• Problem: Work out how many lines of the data hold the string "moth", and reply with that number alone.

• Saved entries:
*** Block opens ***

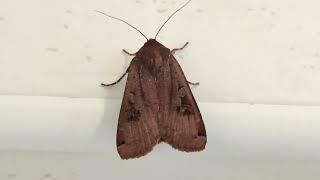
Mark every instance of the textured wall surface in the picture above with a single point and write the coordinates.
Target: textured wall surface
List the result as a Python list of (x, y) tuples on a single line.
[(257, 63)]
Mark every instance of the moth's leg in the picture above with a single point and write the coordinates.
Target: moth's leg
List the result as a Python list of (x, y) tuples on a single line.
[(194, 84), (117, 81), (130, 54), (179, 49)]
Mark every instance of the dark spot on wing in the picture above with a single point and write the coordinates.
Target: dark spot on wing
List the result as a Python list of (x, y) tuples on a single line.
[(88, 58)]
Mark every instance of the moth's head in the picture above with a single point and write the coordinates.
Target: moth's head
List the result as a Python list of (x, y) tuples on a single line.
[(152, 43), (151, 49)]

*** Block closes ***

• Response to the task: 4